--- Provided records ---
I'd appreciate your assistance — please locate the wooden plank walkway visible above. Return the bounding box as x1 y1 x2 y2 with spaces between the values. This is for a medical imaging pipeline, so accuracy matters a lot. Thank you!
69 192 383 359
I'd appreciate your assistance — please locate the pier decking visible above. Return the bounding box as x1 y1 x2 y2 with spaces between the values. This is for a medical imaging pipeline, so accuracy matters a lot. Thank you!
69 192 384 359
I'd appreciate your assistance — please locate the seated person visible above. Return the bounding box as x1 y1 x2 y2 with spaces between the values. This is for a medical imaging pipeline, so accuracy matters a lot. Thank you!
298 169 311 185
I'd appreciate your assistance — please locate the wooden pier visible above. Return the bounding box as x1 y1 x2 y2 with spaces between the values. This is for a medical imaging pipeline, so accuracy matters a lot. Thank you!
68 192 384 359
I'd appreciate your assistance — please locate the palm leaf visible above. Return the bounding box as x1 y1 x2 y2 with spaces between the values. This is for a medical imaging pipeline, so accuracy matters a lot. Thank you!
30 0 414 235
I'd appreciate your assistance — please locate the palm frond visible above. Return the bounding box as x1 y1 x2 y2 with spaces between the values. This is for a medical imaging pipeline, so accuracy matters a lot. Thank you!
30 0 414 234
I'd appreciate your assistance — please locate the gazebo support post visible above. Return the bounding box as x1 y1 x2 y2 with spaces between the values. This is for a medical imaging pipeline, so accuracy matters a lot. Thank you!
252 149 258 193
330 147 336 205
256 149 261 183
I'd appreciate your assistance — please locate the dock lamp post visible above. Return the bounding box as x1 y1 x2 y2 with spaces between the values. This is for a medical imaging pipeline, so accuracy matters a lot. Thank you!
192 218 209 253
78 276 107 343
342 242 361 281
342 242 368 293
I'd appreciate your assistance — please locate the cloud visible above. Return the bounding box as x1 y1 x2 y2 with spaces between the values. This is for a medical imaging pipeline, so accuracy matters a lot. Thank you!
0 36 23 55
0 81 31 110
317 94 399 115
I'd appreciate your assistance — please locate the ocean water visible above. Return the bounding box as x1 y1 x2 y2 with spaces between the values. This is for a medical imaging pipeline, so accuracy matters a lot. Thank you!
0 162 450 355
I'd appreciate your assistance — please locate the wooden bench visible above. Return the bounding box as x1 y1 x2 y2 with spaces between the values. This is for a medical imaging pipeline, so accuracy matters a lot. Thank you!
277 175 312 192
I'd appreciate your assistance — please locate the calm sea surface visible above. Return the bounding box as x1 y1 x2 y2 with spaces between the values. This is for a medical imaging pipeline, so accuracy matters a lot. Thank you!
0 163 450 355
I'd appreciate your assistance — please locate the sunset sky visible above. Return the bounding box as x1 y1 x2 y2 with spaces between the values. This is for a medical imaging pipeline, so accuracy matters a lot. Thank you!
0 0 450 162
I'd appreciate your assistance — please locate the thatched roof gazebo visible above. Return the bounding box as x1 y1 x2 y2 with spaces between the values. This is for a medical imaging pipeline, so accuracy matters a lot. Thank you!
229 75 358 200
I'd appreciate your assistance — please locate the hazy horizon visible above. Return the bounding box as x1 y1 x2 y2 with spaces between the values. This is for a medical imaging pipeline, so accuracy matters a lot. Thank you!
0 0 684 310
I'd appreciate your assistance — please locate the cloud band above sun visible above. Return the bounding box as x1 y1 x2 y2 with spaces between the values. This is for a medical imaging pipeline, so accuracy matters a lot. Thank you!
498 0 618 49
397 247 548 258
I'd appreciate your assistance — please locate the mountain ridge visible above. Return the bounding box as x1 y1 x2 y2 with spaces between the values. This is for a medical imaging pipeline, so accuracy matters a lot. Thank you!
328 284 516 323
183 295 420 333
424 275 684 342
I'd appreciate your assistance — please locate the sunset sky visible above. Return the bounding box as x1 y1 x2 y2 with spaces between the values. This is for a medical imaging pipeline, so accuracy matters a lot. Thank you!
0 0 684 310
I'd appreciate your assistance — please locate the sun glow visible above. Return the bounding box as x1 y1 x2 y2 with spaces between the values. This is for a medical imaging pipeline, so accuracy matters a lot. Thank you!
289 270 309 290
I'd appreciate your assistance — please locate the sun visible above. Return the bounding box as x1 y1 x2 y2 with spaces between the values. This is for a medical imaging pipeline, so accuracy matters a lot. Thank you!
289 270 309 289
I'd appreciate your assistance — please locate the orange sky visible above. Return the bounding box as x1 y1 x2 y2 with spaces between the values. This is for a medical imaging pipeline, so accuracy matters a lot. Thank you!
---
*What you have to do*.
Arrange the stretch of items above, from the line that contains "I'd appreciate your assistance — please locate the gazebo" through the line that contains "342 242 368 293", as a two-column CSV with the header instruction,boxes. Give one row per item, with its text and its answer each in a single quoted field and line breaks replaced by spaces.

*Final result*.
instruction,boxes
"I'd appreciate your assistance — please locate the gazebo support post visible above. Return the bounding box as x1 y1 x2 y2 with spaces between the values. This is for a medical imaging pipeline, so accuracy matters a lot. Thank you!","252 149 258 193 330 147 336 205 256 149 261 183"
"I'd appreciate your assistance — please locate the dock lamp post visible above. Return the bounding box as x1 y1 x2 y2 with spaces between the values. This is for a medical imaging pipeline, so accuracy matters a lot. Thank you!","192 218 209 253 78 276 107 343 342 242 361 281 342 242 368 293"